* **Instrucciones**
1 > Imprime, tal como aparece, el tramo del fragmento sobre las uñas largas que va desde "Pero lo más" hasta "la vida eterna!".
2 > Prosigue el fragmento sobre las uñas largas a partir de su última oración.

* **Fragmento**
————

Pero lo más impactante son las uñas largas. Jóvenes, viejos, taxistas, adolescentes alocados. Muchos se dejan crecer una o dos uñas de la mano, hasta varios centímetros. Leí una vez que la propia emperatriz Cixi tenía dos uñas largas, símbolo típico de su clan manchú. Parece ser que también es una señal de estatus: con las uñas largas no se pueden hacer trabajos manuales en el campo. Pero cuidado con ser demasiado presuntuoso, que podría pasarte como al mandarín Go-san, que era el más poderoso de los mandarines de la provincia septentrional. Pasó sus días dejándose las uñas largas, convencido de que a su muerte estas demostrarían que no había trabajado nada en su vida. Sus uñas crecieron y crecieron, y llegaron a medir más de siete metros. Tenía criados que le ayudaban a vestirse, a lavarse y a comer, pero a él poco le importaba. ¡Lo que iba a disfrutar en la vida eterna!

————

* **Datos registrados**
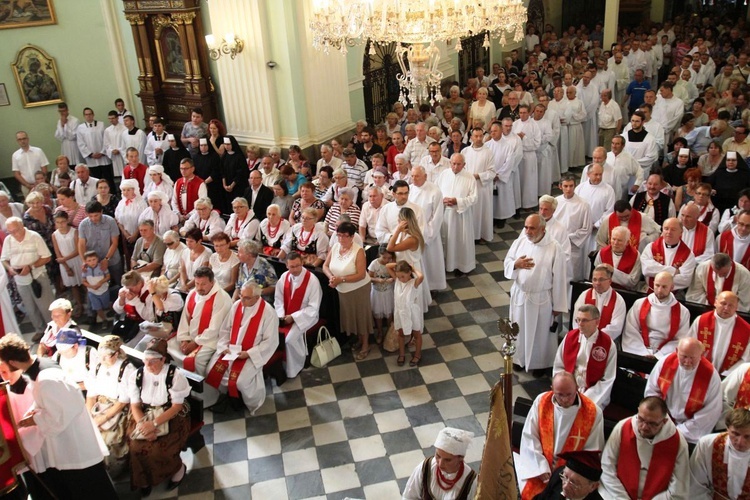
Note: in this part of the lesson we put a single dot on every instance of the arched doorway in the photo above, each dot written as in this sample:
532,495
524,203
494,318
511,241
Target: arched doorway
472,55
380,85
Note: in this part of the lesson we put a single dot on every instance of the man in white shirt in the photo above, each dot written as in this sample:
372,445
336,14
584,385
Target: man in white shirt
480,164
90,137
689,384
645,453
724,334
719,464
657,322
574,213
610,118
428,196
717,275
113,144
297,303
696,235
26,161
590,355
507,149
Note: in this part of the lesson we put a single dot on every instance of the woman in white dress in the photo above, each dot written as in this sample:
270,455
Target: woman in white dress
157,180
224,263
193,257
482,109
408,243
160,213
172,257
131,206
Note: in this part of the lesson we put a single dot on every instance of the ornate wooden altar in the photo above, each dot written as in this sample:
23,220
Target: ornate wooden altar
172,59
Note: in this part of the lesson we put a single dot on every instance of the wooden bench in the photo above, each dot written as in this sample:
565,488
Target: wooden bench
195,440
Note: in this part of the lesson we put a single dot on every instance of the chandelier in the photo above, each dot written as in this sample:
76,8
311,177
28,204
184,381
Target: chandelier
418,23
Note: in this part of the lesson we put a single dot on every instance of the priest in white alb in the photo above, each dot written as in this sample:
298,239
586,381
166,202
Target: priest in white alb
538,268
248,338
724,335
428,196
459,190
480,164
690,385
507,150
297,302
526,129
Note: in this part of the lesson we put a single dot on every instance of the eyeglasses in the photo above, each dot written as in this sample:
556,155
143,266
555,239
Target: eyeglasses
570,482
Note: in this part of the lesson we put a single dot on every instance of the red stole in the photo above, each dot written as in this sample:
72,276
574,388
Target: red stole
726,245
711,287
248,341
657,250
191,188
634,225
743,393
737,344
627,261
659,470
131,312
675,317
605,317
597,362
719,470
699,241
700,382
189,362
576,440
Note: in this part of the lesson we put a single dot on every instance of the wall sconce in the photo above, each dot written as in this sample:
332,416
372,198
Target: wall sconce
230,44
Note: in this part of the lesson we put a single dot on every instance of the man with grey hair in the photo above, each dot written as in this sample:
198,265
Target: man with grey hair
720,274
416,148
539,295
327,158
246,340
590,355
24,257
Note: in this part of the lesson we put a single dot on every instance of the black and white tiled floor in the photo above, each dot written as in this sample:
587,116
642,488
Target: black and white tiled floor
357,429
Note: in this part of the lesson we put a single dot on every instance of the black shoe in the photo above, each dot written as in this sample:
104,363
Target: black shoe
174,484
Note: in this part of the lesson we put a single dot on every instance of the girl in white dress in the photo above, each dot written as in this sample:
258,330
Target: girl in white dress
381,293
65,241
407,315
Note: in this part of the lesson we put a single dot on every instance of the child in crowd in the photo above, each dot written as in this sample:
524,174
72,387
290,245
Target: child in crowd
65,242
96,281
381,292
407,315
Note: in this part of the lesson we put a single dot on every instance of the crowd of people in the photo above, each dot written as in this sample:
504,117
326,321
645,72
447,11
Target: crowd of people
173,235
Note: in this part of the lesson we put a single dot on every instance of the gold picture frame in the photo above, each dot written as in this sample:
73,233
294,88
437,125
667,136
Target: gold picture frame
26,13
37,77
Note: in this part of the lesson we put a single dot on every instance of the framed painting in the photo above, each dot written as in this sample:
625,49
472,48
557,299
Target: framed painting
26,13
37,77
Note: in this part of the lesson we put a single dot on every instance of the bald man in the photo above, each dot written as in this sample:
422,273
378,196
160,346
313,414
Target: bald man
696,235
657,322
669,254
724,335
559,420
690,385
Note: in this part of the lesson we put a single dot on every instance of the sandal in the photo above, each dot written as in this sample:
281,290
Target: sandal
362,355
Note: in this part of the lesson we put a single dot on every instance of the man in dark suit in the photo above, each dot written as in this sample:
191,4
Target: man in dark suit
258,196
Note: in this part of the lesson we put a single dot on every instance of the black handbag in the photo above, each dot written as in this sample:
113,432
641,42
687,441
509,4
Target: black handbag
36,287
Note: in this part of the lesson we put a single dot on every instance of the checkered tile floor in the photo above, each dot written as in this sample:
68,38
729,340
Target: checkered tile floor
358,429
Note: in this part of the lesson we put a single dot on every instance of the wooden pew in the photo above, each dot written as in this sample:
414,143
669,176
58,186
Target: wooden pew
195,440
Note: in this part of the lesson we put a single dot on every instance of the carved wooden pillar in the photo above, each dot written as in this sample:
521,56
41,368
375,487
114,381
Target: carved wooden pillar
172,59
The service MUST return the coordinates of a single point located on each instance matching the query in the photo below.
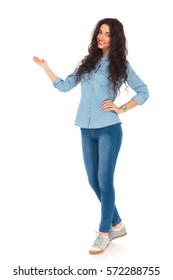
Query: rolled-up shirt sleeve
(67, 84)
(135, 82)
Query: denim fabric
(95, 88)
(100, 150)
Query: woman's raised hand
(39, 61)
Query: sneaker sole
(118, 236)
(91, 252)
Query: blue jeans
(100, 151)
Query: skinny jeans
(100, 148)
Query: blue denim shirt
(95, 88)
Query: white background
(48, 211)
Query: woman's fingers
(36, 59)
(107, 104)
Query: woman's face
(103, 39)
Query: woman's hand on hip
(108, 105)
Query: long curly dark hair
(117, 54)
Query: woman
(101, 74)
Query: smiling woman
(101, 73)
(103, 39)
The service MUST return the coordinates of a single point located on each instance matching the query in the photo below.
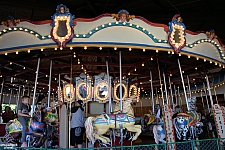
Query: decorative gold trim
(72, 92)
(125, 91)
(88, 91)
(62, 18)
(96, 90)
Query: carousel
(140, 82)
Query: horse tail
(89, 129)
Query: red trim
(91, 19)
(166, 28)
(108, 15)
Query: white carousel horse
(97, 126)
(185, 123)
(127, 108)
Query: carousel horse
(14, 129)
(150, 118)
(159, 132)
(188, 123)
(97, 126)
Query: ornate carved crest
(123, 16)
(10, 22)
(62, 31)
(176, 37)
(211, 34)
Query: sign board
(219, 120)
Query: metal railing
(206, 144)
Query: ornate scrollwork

————

* **Respuestas dadas**
1 >
Pero lo más impactante son las uñas largas. Jóvenes, viejos, taxistas, adolescentes alocados. Muchos se dejan crecer una o dos uñas de la mano, hasta varios centímetros. Leí una vez que la propia emperatriz Cixi tenía dos uñas largas, símbolo típico de su clan manchú. Parece ser que también es una señal de estatus: con las uñas largas no se pueden hacer trabajos manuales en el campo. Pero cuidado con ser demasiado presuntuoso, que podría pasarte como al mandarín Go-san, que era el más poderoso de los mandarines de la provincia septentrional. Pasó sus días dejándose las uñas largas, convencido de que a su muerte estas demostrarían que no había trabajado nada en su vida. Sus uñas crecieron y crecieron, y llegaron a medir más de siete metros. Tenía criados que le ayudaban a vestirse, a lavarse y a comer, pero a él poco le importaba. ¡Lo que iba a disfrutar en la vida eterna!

2 >
Cuando murió, a la edad de 109 años, su embalsamador se encontró con un problema. Por más cuidado que puso, sus uñas se le fueron rompiendo una a una, y al final el pobre hombre, agobiado, optó por acabar de cortarlas todas. Cuando Go-san despertó en el mundo de ultratumba, se quedó horrorizado al ver cómo le habían dejado sus uñas. “¡Eh, tú, a trabajar!”, le increpó uno de los guardianes. Go-san lloró, gritó, imploró… pero nadie le hizo caso. Se está pasando toda la eternidad haciendo trabajos forzados, mientras su alma intenta convencer a las abominables criaturas del mundo de los muertos de que sus manos nunca han trabajado. Todavía hoy se escuchan sus lamentos.